* **WORK TO COMPLETE**
Restate every record that follows, keeping it exact.

[[ SUPPLIED DATA open ]]

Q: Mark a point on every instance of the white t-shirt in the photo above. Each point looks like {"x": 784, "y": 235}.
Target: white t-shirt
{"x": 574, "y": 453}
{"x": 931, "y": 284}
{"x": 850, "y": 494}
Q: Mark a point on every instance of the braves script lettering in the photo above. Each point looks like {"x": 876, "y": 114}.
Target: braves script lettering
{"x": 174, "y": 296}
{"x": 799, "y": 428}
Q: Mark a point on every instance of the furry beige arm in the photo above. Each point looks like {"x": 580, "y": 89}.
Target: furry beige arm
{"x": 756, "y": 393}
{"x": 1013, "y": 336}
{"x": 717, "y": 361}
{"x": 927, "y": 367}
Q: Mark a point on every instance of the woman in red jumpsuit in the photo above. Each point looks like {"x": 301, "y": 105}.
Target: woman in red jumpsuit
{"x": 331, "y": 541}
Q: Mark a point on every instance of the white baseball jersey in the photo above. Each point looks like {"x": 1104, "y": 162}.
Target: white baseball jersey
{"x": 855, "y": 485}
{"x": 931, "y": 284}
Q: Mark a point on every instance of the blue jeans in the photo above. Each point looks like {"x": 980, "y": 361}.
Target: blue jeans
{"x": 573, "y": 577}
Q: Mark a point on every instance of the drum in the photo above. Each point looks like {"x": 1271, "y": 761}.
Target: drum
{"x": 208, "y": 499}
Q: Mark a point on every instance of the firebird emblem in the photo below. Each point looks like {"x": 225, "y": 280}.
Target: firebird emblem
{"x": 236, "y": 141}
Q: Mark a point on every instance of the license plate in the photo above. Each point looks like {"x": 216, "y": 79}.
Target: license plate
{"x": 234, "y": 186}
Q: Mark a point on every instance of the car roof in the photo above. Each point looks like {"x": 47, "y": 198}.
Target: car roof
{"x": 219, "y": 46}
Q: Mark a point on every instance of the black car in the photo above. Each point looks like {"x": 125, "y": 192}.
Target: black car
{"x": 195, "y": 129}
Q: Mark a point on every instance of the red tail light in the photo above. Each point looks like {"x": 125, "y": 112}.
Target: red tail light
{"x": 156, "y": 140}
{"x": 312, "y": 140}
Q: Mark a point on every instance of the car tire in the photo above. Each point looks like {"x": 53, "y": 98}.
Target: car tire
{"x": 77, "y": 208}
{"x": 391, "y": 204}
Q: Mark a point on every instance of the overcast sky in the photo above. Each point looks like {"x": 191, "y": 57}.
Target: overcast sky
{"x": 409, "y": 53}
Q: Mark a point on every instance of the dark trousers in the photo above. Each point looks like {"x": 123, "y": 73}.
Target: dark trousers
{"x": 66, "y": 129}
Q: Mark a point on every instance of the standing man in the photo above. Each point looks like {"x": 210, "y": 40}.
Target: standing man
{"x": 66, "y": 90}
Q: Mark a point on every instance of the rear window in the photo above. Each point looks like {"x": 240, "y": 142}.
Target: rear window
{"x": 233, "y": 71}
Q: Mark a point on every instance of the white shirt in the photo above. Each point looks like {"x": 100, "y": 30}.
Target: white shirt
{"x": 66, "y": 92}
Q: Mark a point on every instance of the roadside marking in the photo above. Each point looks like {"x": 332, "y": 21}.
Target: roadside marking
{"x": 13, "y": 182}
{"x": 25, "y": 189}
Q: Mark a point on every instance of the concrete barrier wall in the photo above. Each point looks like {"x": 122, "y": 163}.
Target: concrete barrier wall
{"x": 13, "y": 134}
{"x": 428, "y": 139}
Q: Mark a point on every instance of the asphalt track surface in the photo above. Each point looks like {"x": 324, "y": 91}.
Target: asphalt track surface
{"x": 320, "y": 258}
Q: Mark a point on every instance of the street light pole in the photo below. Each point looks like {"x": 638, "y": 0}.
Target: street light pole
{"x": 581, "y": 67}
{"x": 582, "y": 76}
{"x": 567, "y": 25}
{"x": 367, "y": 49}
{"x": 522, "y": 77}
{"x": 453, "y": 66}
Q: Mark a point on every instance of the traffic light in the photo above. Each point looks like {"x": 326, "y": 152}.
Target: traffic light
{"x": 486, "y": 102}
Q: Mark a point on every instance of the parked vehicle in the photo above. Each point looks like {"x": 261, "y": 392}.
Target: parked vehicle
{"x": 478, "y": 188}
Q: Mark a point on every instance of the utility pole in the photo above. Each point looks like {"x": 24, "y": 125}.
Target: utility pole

[[ SUPPLIED DATA closed ]]

* **WRITTEN RESPONSE**
Q: Mark a point on every instance of the white t-shirt in the photo above. Each point looks like {"x": 784, "y": 235}.
Target: white t-shirt
{"x": 574, "y": 453}
{"x": 931, "y": 284}
{"x": 850, "y": 494}
Q: Mark a point on every instance of the braves script lettering in the photo above. Each point looks like {"x": 876, "y": 114}.
Target: braves script lettering
{"x": 174, "y": 296}
{"x": 799, "y": 428}
Q: Mark a point on every instance of the furry beige arm in the photo above. Each point looks like {"x": 580, "y": 89}.
Target: furry beige arm
{"x": 756, "y": 393}
{"x": 1013, "y": 336}
{"x": 717, "y": 361}
{"x": 927, "y": 367}
Q: Mark a point on every instance of the woman in red jumpsuit in the photo above. Each point looks like {"x": 301, "y": 105}.
Target: woman in red jumpsuit
{"x": 331, "y": 541}
Q: Mark a point on every instance of the white baseball jersey in the photo above. Each point looks like {"x": 1104, "y": 162}.
Target: white baseball jersey
{"x": 855, "y": 485}
{"x": 931, "y": 284}
Q: Mark a point on every instance of the blue jeans in the photo above. Each point looks like {"x": 980, "y": 361}.
Target: blue jeans
{"x": 573, "y": 577}
Q: Mark a point on every instance of the drum in the photo above. Each point looks like {"x": 1271, "y": 761}.
Target: drum
{"x": 208, "y": 499}
Q: Mark a point on every instance of the firebird emblem in the photo below. Each point looks like {"x": 225, "y": 280}.
Target: firebird emblem
{"x": 236, "y": 141}
Q: Mark a point on every instance of the license plate in the photo above. Each point looks like {"x": 216, "y": 79}.
Target: license plate
{"x": 234, "y": 186}
Q: Mark a point on every instance of the car roof in the photo above. Each point looks like {"x": 47, "y": 198}.
Target: car roof
{"x": 219, "y": 46}
Q: Mark a point on every instance of the black car in the photo above. Each point looks like {"x": 125, "y": 192}.
Target: black car
{"x": 195, "y": 129}
Q: Mark a point on every instance of the red tail light in the photo above. Each point looks like {"x": 125, "y": 112}.
Target: red tail light
{"x": 156, "y": 140}
{"x": 312, "y": 140}
Q: Mark a point on every instance of the car tire in the photo above. Each point looks like {"x": 53, "y": 98}.
Target: car tire
{"x": 77, "y": 208}
{"x": 391, "y": 204}
Q: Mark a point on every instance of the overcast sky in the photo above. Each point looks like {"x": 191, "y": 57}.
Target: overcast sky
{"x": 409, "y": 53}
Q: Mark a point on every instance of the dark trousers in the photo above. Each point looks like {"x": 123, "y": 73}.
Target: dark trousers
{"x": 66, "y": 129}
Q: Mark a point on every instance of the standing man in the photo above. Each point looks like {"x": 210, "y": 40}.
Target: standing man
{"x": 66, "y": 90}
Q: Mark a point on every instance of the rear window in the photo above. Each point looks like {"x": 240, "y": 142}.
Target: rear window
{"x": 233, "y": 71}
Q: Mark a point on every instance of the white shirt in the photo above. Each point looks like {"x": 100, "y": 30}.
Target: white shirt
{"x": 66, "y": 92}
Q: Mark a point on every instance of the roadside marking in the photo above. Each point looks like {"x": 332, "y": 21}.
Target: roadside marking
{"x": 13, "y": 182}
{"x": 25, "y": 189}
Q: Mark a point on every instance of the concrete barrier wall in the photo above. Each point looks like {"x": 122, "y": 163}.
Target: concrete barrier wall
{"x": 13, "y": 134}
{"x": 428, "y": 139}
Q: Mark a point on every instance of the asphalt track surface in the photo above. Each point looks like {"x": 324, "y": 91}.
Target: asphalt track surface
{"x": 320, "y": 258}
Q: Mark a point on every instance of the street light pole in the photo below. Each point looks like {"x": 638, "y": 0}.
Target: street light pole
{"x": 581, "y": 67}
{"x": 582, "y": 76}
{"x": 567, "y": 25}
{"x": 367, "y": 49}
{"x": 522, "y": 77}
{"x": 453, "y": 66}
Q: Mark a point on every instance of the traffic light in the photo above. Each point looks like {"x": 326, "y": 152}.
Target: traffic light
{"x": 486, "y": 102}
Q: Mark a point on every instance of the parked vehicle in the photo above. Each point looks like {"x": 261, "y": 392}.
Target: parked vehicle
{"x": 478, "y": 188}
Q: Mark a point on every instance of the utility pole in the photo above. Each point looks like {"x": 24, "y": 125}.
Target: utility pole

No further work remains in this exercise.